Task requirements =>
Would you output the whole listing below, exactly as it reads?
▼▼▼
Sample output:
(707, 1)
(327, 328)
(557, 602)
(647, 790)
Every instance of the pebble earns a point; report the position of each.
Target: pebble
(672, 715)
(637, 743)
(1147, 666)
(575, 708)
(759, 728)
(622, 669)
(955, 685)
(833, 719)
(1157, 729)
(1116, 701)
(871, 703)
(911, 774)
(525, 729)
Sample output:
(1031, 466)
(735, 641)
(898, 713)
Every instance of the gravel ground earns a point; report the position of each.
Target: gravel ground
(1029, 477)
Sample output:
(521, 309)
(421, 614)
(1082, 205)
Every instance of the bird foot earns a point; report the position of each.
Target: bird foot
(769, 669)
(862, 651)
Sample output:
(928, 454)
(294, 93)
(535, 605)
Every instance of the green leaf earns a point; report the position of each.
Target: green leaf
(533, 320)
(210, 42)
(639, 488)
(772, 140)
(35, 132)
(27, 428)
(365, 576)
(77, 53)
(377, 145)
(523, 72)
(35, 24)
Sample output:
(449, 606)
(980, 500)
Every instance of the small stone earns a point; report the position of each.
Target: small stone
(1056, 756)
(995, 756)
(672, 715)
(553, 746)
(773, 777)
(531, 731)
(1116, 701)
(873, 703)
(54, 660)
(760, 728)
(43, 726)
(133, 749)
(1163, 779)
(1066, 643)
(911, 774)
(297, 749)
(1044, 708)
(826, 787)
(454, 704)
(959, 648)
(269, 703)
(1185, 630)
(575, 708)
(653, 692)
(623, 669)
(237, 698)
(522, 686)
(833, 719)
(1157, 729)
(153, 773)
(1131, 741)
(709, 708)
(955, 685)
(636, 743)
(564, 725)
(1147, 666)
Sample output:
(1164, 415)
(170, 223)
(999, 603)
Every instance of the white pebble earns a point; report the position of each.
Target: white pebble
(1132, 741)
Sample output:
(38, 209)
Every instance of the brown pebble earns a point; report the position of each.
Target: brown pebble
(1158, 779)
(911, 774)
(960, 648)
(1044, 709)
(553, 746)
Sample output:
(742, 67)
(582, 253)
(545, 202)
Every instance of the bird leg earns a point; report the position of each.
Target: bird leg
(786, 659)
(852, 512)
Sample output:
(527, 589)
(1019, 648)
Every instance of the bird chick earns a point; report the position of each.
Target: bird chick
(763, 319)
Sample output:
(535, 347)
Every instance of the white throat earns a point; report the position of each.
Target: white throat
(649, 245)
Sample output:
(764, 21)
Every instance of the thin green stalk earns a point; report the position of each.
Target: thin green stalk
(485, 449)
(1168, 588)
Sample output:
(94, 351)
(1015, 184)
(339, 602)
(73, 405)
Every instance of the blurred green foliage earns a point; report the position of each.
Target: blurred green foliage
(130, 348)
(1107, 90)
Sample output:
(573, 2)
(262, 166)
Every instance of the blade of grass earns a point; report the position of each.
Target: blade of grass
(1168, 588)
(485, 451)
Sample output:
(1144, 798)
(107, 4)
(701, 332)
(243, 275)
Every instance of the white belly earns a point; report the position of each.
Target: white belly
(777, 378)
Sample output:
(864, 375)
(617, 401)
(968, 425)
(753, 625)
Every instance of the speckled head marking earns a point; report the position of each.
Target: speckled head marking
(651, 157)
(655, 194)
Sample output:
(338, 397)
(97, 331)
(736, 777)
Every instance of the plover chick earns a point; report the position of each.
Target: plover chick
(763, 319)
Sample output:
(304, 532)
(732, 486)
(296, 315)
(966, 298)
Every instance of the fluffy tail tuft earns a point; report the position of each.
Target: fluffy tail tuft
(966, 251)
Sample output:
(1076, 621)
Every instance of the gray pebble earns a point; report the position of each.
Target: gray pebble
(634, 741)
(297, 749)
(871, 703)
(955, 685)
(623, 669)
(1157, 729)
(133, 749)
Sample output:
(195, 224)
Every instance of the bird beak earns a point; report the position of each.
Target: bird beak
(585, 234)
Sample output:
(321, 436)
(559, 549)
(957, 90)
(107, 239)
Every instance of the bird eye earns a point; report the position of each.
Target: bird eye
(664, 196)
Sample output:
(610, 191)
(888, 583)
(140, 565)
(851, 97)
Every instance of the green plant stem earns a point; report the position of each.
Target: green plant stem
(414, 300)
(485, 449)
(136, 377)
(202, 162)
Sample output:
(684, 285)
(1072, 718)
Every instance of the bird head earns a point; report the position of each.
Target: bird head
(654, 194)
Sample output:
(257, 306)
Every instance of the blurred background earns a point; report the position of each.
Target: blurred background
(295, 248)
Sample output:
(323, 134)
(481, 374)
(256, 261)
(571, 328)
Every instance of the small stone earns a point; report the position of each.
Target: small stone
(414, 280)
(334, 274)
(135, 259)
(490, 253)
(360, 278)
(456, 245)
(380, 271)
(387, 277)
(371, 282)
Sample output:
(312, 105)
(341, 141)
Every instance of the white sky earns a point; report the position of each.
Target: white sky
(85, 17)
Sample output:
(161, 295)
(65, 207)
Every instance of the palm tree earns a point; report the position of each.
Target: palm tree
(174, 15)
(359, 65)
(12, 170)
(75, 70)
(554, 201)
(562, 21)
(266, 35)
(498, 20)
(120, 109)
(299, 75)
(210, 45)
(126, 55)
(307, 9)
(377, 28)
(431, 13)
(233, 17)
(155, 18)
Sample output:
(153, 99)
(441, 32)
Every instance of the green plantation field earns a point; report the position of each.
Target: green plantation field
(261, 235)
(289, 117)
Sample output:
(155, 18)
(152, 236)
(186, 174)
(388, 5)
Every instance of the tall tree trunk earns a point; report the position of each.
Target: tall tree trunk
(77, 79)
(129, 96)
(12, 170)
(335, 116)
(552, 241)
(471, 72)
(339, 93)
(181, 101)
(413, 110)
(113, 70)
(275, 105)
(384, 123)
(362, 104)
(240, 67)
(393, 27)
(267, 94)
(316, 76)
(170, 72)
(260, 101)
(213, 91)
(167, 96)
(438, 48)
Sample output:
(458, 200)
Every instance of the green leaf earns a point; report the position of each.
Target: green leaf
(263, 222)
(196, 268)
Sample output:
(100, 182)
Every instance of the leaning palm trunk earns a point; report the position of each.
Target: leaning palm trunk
▲▲▲
Solution for this task =>
Sample output:
(707, 1)
(327, 328)
(557, 602)
(647, 790)
Every instance of the pebble earns a point; report the position of each.
Target: pebble
(672, 715)
(637, 743)
(1147, 666)
(575, 708)
(759, 728)
(622, 669)
(955, 685)
(833, 719)
(1157, 729)
(1116, 701)
(871, 703)
(911, 774)
(525, 729)
Sample output:
(1031, 466)
(735, 641)
(898, 713)
Every instance of the gravel ground earns a point; report the position of each.
Target: gravel ground
(1029, 477)
Sample output:
(521, 309)
(421, 614)
(1082, 205)
Every instance of the bird foot earns a point; report the position of each.
Target: bird foot
(769, 669)
(862, 651)
Sample output:
(928, 454)
(294, 93)
(535, 605)
Every instance of the green leaf earns a point; report the position of each.
Target: green leaf
(533, 320)
(210, 42)
(639, 488)
(772, 140)
(35, 132)
(27, 428)
(365, 576)
(77, 53)
(377, 145)
(523, 72)
(35, 24)
Sample output:
(449, 606)
(980, 500)
Every instance of the small stone earns a point; report the position of each.
Target: small stone
(1056, 756)
(995, 756)
(672, 715)
(553, 746)
(773, 777)
(531, 731)
(1116, 701)
(873, 703)
(54, 660)
(760, 728)
(43, 726)
(133, 749)
(1163, 779)
(1066, 643)
(911, 774)
(297, 749)
(1044, 708)
(826, 787)
(454, 704)
(959, 648)
(269, 703)
(1185, 630)
(575, 708)
(653, 692)
(623, 669)
(237, 698)
(522, 686)
(833, 719)
(1157, 729)
(153, 773)
(1131, 741)
(709, 708)
(955, 685)
(636, 743)
(564, 725)
(1147, 666)
Sample output:
(1164, 415)
(170, 223)
(999, 603)
Every instance of the white pebble earns a point; report the position of each.
Target: white pebble
(1132, 741)
Sample output:
(38, 209)
Every instance of the brown pebble earns a point; report the position of each.
Target: brown pebble
(1158, 779)
(911, 774)
(960, 648)
(1044, 709)
(553, 746)
Sample output:
(742, 67)
(582, 253)
(545, 202)
Every instance of the bird leg earns a point; report the position of each.
Target: bird leg
(786, 659)
(852, 512)
Sample output:
(527, 589)
(1019, 648)
Every instance of the bird chick earns a point; report the position of each.
Target: bird chick
(763, 319)
Sample output:
(535, 347)
Every instance of the white throat earns a point; report the position of each.
Target: white throat
(649, 245)
Sample output:
(764, 21)
Every instance of the thin green stalk earns a point; report the position of each.
Target: thin green stalk
(485, 449)
(1168, 588)
Sample output:
(94, 351)
(1015, 184)
(339, 602)
(73, 405)
Every instance of the blurred green foliage earns a point; report the position of each.
Target: blurred green foliage
(130, 348)
(1107, 90)
Sample output:
(573, 2)
(262, 166)
Every instance of the blade of grass earns a point; report the position of each.
Target: blade of grass
(1168, 588)
(485, 451)
Sample output:
(1144, 798)
(107, 4)
(701, 332)
(243, 275)
Every instance of the white belly earns a point; report the position of each.
Target: white belly
(777, 378)
Sample output:
(864, 375)
(617, 401)
(968, 425)
(753, 625)
Every instance of the speckled head marking earns a point; report the position of each.
Target: speckled head marking
(651, 157)
(655, 194)
Sample output:
(338, 397)
(97, 331)
(736, 777)
Every instance of the plover chick earns a point; report the position of each.
Target: plover chick
(763, 319)
Sample output:
(304, 532)
(732, 486)
(296, 315)
(966, 298)
Every instance of the fluffy tail tuft earns a point; report the position of each.
Target: fluffy tail tuft
(966, 251)
Sample output:
(1076, 621)
Every instance of the gray pebble earns a point; report the position of each.
Target: gray pebble
(634, 741)
(297, 749)
(871, 703)
(955, 685)
(623, 669)
(1157, 729)
(133, 749)
Sample output:
(195, 224)
Every instance of the bird beak earns a point; report the position of each.
Target: bird beak
(585, 234)
Sample output:
(321, 436)
(559, 549)
(957, 90)
(107, 239)
Every instance of the bird eye earns a point; report the position of each.
Target: bird eye
(664, 196)
Sample output:
(610, 191)
(888, 583)
(140, 565)
(851, 97)
Every instance of the green plant stem earns a point; report the position of each.
Target: green plant stem
(414, 300)
(485, 449)
(136, 377)
(202, 162)
Sample output:
(684, 285)
(1072, 718)
Every instance of the bird head earns a point; report the position of each.
Target: bird head
(654, 194)
Sample output:
(257, 306)
Every instance of the blurred background earns a point; report the position of each.
Target: blurred background
(295, 248)
Sample output:
(323, 134)
(481, 374)
(256, 261)
(571, 328)
Every instance of the small stone earns a point; report the position of each.
Target: small stone
(414, 280)
(334, 274)
(135, 259)
(490, 253)
(360, 278)
(456, 245)
(380, 271)
(387, 277)
(371, 282)
Sample output:
(312, 105)
(341, 141)
Every instance of the white sky earns a point; report the position of each.
Target: white sky
(85, 17)
Sample output:
(161, 295)
(65, 207)
Every instance of the palm tree earns a point; report the position of each.
Target: palm tree
(174, 15)
(359, 65)
(12, 170)
(75, 70)
(554, 201)
(562, 21)
(266, 35)
(498, 20)
(120, 109)
(299, 75)
(210, 45)
(126, 55)
(307, 9)
(377, 28)
(431, 13)
(233, 17)
(155, 18)
Sample output:
(153, 99)
(441, 32)
Every instance of the green plantation field earns a point; report the position of each.
Target: green plantation field
(261, 235)
(289, 117)
Sample output:
(155, 18)
(152, 236)
(186, 174)
(388, 5)
Every instance of the tall tree trunk earns a point; report the position of each.
Target: tall tree trunk
(77, 79)
(129, 96)
(12, 170)
(335, 116)
(552, 241)
(471, 72)
(339, 93)
(181, 101)
(413, 110)
(113, 70)
(275, 105)
(384, 123)
(362, 104)
(240, 67)
(393, 27)
(267, 94)
(316, 76)
(170, 72)
(260, 101)
(213, 91)
(167, 96)
(438, 48)
Sample output:
(458, 200)
Every instance of the green leaf earns a point; report the position of each.
Target: green leaf
(263, 222)
(196, 268)
Sample output:
(100, 182)
Every instance of the leaning palm trunk earns a point; report the position of each.
Target: leaning palm trunk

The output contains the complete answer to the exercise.